==== Reading passage ====
The chemical reaction that charcoal undergoes in combustion releases energy (exothermic reaction) when the carbon (C) atoms that make up the charcoal react with the oxygen found in air (O2). This reaction produces carbon dioxide CO2. This chemical reaction is represented as follows:
C + O2 -> CO2
C and O are called the reactants and CO2 is the product of the reaction.
In this model, charcoal is modeled as a block o pure solid of 100% carbon. The surrounding gas is modeled as oxygen and nitrogen. Nitrogen is treated as an inert gas in this model that neither reacts with the oxygen nor the carbon. In reality, at high temperatures, molecular nitrogen and oxygen can combine to form nitric oxide. And at high temperatures and pressures two N2 molecules can react to become N4, which is called nitrogen diamond. Neither of these reactions are represented in this model.
For a reaction to occur, oxygen (O2) and carbon (C) must have enough energy to break the atomic bond in oxygen and allow the atoms to rearrange to make CO2. This bond breaking energy threshold is called the activation energy.
==== Data section ====
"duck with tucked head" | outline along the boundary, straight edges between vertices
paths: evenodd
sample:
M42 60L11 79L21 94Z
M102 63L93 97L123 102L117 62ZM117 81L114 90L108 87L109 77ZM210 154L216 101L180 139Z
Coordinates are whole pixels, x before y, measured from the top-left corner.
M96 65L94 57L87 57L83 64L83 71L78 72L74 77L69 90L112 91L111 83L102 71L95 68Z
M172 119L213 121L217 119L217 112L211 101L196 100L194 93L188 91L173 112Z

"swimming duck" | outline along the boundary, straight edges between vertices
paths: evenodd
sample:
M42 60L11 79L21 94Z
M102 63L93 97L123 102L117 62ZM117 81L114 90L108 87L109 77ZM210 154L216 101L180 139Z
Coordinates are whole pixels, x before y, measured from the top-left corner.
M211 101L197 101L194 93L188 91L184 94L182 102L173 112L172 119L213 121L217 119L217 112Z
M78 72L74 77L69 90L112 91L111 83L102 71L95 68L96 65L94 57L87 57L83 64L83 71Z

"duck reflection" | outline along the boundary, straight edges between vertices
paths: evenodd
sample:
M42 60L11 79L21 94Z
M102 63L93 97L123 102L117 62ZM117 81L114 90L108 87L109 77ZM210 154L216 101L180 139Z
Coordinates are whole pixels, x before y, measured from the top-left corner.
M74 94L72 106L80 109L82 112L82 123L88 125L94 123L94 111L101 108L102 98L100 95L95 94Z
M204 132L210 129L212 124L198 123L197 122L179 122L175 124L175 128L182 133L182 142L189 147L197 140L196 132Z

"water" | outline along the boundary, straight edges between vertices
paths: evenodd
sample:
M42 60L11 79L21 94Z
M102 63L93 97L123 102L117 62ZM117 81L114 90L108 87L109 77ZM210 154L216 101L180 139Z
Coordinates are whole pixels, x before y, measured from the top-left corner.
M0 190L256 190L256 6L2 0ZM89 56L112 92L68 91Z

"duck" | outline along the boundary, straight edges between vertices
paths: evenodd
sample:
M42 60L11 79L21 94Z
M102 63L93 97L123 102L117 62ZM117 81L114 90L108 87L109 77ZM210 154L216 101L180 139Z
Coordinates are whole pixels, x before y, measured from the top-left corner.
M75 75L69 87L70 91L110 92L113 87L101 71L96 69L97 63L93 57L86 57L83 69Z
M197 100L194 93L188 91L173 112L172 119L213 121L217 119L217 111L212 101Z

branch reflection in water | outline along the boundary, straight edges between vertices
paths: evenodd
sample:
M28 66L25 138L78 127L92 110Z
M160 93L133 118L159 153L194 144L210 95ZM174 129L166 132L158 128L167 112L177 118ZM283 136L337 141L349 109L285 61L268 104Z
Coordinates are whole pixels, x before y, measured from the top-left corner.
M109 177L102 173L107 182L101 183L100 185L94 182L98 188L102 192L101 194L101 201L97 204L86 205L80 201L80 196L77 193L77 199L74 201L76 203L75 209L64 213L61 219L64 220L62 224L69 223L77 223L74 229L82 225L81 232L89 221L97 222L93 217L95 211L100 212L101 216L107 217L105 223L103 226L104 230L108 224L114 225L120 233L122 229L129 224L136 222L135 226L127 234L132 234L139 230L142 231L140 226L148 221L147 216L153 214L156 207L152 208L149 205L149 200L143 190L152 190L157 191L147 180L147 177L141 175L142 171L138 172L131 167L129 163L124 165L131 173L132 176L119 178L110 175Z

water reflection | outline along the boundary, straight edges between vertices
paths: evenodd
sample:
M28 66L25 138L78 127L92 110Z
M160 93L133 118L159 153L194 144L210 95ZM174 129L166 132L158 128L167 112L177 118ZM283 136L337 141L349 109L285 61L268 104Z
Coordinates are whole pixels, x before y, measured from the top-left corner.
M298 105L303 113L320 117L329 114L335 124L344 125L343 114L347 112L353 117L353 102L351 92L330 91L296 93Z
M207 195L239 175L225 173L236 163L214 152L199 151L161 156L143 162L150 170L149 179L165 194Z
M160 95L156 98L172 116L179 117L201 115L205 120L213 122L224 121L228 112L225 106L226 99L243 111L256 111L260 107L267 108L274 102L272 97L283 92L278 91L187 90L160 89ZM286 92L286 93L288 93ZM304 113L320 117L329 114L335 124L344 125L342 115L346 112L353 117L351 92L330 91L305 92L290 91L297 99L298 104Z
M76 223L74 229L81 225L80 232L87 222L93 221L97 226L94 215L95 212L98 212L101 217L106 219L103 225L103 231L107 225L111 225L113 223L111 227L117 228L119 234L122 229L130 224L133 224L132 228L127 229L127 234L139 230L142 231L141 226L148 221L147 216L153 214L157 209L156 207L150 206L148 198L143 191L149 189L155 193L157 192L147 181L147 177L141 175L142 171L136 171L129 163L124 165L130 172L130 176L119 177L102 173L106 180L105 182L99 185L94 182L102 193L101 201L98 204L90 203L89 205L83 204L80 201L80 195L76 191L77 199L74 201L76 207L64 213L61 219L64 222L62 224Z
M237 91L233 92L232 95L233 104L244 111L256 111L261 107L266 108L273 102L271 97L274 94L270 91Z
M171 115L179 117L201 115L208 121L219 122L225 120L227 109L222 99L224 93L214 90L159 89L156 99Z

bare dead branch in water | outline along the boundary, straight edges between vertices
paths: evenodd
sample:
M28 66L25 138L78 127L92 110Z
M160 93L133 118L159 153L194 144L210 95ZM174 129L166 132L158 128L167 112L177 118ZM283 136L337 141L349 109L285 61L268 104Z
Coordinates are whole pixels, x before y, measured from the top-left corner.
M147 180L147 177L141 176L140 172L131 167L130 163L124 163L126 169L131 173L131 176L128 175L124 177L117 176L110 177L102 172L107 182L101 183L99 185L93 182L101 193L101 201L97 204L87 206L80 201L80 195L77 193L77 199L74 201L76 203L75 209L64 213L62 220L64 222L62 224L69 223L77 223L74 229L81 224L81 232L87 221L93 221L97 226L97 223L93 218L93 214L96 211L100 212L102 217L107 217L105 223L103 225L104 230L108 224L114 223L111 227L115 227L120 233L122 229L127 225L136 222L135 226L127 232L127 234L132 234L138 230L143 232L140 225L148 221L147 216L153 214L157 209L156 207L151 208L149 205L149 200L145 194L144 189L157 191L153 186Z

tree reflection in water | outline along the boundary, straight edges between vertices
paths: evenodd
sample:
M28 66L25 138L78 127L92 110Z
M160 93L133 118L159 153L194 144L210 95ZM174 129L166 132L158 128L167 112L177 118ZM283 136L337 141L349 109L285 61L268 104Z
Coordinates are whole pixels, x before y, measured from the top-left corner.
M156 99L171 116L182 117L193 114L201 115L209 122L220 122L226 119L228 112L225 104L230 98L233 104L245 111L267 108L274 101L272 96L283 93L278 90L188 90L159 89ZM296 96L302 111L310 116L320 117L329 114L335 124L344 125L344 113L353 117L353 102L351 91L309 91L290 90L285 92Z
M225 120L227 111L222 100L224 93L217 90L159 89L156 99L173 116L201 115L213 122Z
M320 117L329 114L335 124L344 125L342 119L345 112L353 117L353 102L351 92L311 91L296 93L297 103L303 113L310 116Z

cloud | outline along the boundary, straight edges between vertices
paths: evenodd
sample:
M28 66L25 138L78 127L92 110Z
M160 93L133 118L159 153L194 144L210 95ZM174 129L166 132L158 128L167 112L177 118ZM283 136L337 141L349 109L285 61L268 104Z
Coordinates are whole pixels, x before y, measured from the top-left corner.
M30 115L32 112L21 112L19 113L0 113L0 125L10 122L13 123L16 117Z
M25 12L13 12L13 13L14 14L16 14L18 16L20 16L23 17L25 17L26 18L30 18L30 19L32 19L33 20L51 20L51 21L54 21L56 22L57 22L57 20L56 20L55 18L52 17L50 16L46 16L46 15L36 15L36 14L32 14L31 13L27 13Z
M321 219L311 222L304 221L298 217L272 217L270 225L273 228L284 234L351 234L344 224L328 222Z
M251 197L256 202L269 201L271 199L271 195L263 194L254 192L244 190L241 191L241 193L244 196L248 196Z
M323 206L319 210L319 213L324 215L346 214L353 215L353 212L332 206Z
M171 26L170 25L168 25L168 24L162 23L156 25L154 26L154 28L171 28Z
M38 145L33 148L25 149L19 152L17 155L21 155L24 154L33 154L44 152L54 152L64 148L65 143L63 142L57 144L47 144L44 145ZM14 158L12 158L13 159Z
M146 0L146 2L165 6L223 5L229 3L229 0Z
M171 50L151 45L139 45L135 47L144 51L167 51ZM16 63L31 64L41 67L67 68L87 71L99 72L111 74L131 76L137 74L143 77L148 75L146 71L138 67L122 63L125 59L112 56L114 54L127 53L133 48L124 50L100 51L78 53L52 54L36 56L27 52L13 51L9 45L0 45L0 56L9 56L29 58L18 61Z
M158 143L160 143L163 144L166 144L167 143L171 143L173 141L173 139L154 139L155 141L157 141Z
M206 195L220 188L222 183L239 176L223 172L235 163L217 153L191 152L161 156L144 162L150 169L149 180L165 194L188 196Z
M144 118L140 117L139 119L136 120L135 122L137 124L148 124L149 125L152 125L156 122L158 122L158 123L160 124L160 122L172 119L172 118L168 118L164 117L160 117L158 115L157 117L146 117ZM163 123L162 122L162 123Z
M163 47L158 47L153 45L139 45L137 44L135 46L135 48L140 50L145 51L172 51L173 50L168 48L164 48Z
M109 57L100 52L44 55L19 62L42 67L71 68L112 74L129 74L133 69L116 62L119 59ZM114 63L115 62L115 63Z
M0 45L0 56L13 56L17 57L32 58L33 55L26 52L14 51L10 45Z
====
■ Objective 1 ■
Answer these questions from the passage on charcoal combustion:
(a) What product does the reaction of carbon with oxygen form?
(b) How does the model treat nitrogen?
(c) What is the bond-breaking energy threshold called?
■ Objective 2 ■
Write out the passage on charcoal combustion word for word, between "In this model, charcoal" and "the activation energy.", inclusive.
These records were taken from a separate source.

■ Complete response 1 ■
(a) Carbon dioxide (CO2).
(b) As an inert gas that reacts with neither the oxygen nor the carbon.
(c) The activation energy.

■ Complete response 2 ■
In this model, charcoal is modeled as a block o pure solid of 100% carbon. The surrounding gas is modeled as oxygen and nitrogen. Nitrogen is treated as an inert gas in this model that neither reacts with the oxygen nor the carbon. In reality, at high temperatures, molecular nitrogen and oxygen can combine to form nitric oxide. And at high temperatures and pressures two N2 molecules can react to become N4, which is called nitrogen diamond. Neither of these reactions are represented in this model.
For a reaction to occur, oxygen (O2) and carbon (C) must have enough energy to break the atomic bond in oxygen and allow the atoms to rearrange to make CO2. This bond breaking energy threshold is called the activation energy.